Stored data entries
[Start of section]
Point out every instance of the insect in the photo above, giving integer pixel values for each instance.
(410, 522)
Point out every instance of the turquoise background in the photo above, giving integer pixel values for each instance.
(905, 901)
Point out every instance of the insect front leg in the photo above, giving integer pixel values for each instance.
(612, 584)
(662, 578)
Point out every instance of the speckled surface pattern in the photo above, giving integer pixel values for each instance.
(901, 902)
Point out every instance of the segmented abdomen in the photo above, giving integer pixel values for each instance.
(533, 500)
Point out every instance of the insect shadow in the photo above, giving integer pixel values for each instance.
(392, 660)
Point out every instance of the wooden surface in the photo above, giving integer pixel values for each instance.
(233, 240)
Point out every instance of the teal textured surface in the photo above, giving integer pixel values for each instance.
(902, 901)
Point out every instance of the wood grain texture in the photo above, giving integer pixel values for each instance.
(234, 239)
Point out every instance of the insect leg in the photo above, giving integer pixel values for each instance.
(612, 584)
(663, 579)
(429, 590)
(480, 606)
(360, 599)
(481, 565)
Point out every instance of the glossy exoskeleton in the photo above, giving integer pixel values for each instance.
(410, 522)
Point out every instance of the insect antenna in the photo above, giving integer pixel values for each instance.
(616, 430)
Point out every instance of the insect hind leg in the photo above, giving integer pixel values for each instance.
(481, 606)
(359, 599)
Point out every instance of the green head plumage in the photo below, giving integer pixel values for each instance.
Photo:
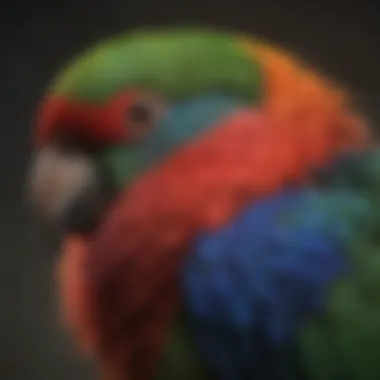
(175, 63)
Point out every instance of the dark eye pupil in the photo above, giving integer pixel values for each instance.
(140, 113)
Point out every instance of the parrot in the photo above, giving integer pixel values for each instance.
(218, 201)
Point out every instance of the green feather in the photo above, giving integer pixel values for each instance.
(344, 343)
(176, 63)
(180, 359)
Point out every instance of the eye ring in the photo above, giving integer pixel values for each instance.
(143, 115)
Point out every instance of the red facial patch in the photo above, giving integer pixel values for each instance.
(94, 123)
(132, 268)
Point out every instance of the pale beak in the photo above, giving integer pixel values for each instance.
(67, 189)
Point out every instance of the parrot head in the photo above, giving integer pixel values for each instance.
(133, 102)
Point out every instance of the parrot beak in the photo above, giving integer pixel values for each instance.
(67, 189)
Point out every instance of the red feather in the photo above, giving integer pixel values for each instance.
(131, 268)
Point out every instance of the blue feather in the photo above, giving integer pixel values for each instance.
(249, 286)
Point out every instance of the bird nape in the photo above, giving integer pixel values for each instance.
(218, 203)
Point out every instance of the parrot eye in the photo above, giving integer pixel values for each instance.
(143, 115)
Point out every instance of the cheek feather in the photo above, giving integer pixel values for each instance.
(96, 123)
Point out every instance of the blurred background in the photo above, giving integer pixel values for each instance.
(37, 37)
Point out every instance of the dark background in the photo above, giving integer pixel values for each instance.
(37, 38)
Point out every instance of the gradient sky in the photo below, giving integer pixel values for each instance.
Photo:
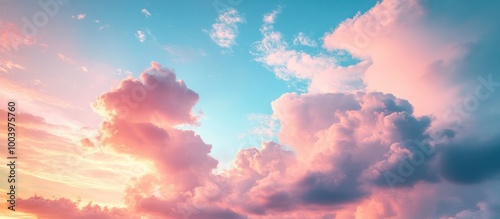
[End of section]
▸ **Instructions to follow**:
The lines from the one holding "Point out every instance of the blue" to the final line of the entries are to be duplicated exactly, and the pictures are to be left out.

▸ **The completed task**:
Point out every instance of the blue feather in the photo above, giving integer pixel values for each instance.
(249, 286)
Point out every instance of the bird nape in the photo above, giving integer pixel values for each instance.
(218, 203)
Point out every instance of the parrot eye in the photo above, giving integer pixel values for each instance.
(143, 115)
Point out every instance of the cheek feather in the photo above, giving integer pixel values for each instance.
(96, 123)
Point out every instance of the blurred background in the photo above, giving integer pixel values for each instance.
(37, 37)
Point out every instance of the dark background in the photo above, giving integer pixel values for each instance.
(37, 38)
Point out every instance of the gradient sky in the photo below, giving integer pixel values for each instance.
Photo:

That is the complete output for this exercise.